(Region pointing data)
□ □ □
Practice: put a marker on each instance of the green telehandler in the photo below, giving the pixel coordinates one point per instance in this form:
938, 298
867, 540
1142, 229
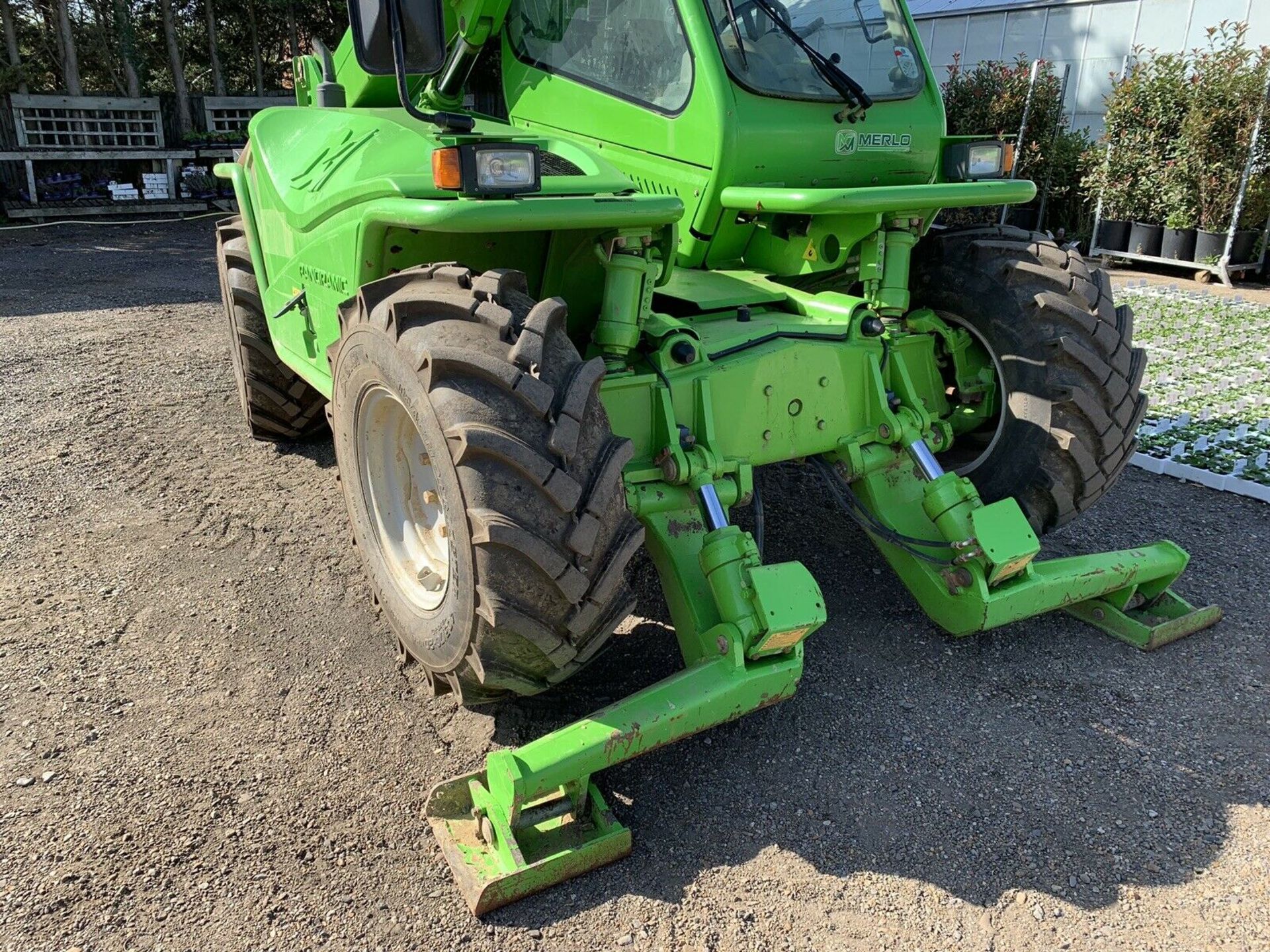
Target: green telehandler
700, 239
□ □ □
» Aim of the task: Every entry belongs in the answer exactly as written, but no picture does.

» Response area:
Practice: put a marker on each instance of the green telehandler in the photo below, giving the pixel coordinates one point per instance in this form:
938, 298
867, 540
1142, 229
Target: green telehandler
700, 239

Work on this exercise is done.